Study material: Begin
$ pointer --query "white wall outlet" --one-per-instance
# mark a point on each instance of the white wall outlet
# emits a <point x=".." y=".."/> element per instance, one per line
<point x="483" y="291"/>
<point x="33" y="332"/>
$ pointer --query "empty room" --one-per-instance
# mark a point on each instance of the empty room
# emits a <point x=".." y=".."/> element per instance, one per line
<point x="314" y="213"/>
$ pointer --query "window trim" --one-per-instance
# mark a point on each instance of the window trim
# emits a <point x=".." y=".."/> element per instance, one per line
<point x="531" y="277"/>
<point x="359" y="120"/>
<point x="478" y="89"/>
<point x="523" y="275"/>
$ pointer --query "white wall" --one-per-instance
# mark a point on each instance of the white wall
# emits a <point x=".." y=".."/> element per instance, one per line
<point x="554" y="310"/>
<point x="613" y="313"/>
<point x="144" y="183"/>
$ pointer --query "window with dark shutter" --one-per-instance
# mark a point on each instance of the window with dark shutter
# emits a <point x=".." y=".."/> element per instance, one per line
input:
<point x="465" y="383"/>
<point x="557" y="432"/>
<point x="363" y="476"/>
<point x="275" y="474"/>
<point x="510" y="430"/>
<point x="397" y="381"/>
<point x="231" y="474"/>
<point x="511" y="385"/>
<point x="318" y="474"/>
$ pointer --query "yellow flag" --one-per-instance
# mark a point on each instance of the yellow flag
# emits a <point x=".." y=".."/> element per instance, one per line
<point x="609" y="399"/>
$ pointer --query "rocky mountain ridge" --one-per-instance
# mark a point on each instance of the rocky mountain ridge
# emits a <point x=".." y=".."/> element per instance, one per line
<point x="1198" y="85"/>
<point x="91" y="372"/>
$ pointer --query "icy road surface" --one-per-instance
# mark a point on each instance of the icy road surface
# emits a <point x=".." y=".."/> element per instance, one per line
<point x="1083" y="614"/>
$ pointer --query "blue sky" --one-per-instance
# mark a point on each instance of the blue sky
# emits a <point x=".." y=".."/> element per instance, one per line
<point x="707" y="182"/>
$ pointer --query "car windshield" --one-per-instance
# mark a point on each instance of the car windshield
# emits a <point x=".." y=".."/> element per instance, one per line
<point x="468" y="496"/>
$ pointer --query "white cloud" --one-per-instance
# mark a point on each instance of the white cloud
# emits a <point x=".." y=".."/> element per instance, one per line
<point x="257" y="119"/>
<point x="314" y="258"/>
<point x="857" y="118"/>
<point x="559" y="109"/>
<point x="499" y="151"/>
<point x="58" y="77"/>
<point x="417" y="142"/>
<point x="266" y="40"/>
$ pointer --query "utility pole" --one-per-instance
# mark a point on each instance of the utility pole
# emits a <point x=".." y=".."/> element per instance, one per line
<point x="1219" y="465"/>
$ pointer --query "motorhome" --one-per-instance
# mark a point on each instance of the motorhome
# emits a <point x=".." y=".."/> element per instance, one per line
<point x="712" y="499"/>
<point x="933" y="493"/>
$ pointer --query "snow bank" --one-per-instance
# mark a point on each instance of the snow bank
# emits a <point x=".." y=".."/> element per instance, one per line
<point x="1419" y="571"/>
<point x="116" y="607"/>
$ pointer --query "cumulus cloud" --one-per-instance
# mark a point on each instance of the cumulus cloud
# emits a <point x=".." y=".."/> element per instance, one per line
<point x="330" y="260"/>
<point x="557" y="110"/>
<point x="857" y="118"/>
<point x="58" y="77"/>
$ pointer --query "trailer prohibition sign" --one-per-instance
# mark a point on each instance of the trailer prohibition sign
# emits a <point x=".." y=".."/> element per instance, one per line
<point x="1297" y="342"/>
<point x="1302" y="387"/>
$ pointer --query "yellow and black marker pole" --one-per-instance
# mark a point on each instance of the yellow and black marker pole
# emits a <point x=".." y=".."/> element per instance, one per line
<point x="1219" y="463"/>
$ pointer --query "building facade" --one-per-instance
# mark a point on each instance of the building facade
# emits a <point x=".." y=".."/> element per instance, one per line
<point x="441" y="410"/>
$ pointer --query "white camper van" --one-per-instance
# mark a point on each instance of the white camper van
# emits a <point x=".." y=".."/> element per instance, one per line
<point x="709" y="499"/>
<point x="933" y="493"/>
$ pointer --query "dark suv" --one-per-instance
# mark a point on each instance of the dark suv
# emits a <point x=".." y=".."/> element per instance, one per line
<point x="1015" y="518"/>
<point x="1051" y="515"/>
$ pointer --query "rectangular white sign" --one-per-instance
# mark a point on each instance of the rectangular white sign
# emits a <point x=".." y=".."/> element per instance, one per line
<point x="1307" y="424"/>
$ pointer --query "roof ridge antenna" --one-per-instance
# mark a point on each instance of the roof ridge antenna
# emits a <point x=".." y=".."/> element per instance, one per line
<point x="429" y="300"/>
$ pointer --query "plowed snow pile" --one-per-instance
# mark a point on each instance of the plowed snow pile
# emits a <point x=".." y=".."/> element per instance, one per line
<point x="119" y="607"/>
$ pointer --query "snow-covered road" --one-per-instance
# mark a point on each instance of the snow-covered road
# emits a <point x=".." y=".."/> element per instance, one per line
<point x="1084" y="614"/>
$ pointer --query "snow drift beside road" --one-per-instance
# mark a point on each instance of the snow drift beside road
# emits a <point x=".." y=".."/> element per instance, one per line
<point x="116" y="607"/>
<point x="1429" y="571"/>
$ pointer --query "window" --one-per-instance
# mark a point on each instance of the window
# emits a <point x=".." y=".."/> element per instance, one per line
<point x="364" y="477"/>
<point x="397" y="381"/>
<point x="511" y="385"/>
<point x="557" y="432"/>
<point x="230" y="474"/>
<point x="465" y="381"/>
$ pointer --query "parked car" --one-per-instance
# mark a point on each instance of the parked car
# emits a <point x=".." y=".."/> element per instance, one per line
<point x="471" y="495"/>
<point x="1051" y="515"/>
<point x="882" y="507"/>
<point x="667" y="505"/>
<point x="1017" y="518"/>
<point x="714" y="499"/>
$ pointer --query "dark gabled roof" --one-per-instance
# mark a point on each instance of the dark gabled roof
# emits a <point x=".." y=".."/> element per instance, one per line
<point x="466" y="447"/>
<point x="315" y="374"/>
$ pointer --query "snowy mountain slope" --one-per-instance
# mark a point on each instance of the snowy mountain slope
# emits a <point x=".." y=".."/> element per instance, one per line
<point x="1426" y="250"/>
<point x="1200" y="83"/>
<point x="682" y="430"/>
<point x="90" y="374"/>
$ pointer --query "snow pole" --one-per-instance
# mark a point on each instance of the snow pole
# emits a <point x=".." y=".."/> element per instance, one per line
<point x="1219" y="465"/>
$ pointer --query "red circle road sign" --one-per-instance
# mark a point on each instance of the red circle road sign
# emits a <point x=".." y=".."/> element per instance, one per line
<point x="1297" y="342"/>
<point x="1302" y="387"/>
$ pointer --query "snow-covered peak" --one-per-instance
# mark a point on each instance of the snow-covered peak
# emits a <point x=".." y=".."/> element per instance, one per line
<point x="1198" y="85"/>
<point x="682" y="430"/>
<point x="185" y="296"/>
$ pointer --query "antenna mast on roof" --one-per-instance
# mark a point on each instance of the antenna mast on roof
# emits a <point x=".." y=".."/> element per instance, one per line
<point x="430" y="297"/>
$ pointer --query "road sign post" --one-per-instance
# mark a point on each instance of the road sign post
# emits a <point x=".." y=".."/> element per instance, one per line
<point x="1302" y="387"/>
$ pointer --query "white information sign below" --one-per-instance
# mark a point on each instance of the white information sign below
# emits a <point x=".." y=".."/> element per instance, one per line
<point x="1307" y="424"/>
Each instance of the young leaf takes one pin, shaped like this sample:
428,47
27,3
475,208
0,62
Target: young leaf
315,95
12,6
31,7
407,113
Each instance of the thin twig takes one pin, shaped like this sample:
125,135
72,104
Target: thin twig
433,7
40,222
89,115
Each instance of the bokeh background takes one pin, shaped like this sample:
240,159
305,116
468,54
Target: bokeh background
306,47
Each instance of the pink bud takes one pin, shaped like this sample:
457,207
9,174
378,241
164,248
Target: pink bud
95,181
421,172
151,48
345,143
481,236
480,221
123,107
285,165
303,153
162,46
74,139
Study material: End
Exercise goal -
This exercise calls for the lines from the one holding "Target: young leaf" through the end of the entries, transcribed exactly and with nothing more.

Output below -
Target: young leaf
315,95
12,6
31,7
407,113
Each instance of the thin twig takes one pin, shaped like this sample:
125,135
72,104
Target: thin twig
433,7
40,222
89,115
Each instance of the bokeh background takes one pin, shaped like this sample:
240,159
305,116
468,54
Target: bokeh background
306,47
Each instance of the pink bud takes one pin, shaped like this sample:
457,207
9,174
378,241
164,248
Target: pink bud
95,181
421,172
151,48
345,143
481,236
480,221
123,107
285,165
303,153
162,46
74,139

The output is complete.